— Stated goal —
Please reproduce every line from the start of the records through the line containing "M 209 300 L", inclusive. Offset each coordinate in the answers by 9 and leave all other lines unchanged.

[Excerpt from a dataset]
------------------------------------------------------------------------
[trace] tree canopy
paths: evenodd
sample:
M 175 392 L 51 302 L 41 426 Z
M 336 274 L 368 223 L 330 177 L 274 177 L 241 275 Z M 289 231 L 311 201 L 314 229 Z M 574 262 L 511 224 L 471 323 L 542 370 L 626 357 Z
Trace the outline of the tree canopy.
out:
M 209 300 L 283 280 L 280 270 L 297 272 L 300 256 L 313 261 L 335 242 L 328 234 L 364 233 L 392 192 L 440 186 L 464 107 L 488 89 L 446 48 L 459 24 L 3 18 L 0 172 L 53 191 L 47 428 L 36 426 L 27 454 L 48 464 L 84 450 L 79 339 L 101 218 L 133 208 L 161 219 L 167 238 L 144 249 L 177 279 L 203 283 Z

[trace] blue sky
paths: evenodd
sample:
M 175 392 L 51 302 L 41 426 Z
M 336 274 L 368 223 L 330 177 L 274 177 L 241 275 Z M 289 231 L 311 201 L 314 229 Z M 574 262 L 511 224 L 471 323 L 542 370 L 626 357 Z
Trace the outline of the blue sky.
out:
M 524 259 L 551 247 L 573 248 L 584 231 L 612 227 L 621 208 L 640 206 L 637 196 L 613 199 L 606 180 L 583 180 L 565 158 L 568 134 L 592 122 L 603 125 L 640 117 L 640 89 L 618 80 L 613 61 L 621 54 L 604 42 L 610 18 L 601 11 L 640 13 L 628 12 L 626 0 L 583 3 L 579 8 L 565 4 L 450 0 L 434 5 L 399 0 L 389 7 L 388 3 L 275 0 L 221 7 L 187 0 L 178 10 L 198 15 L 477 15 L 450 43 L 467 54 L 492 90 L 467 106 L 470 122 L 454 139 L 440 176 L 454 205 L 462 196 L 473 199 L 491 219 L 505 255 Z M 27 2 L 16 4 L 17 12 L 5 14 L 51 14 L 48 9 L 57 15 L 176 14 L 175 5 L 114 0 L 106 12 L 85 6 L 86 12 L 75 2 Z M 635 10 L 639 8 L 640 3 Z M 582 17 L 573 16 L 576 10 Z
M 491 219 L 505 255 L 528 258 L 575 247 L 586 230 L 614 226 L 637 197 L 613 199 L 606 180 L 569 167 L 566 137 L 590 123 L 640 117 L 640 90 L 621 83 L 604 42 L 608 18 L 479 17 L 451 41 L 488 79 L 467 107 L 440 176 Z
------------------------------------------------------------------------
— Problem solution —
[trace] tree canopy
paths: evenodd
sample:
M 175 392 L 51 302 L 41 426 Z
M 336 274 L 368 223 L 330 177 L 274 177 L 241 275 Z M 289 231 L 311 201 L 314 229 Z M 574 262 L 511 224 L 471 323 L 542 370 L 626 357 Z
Trace the outline of the tree canopy.
out:
M 218 309 L 292 289 L 289 279 L 306 281 L 309 265 L 322 270 L 344 251 L 337 243 L 373 242 L 401 201 L 449 195 L 473 116 L 497 98 L 455 57 L 468 33 L 12 27 L 9 181 L 62 200 L 56 437 L 45 435 L 36 463 L 57 473 L 93 459 L 88 348 L 110 227 L 142 217 L 170 228 L 176 247 L 153 258 L 186 288 L 212 292 Z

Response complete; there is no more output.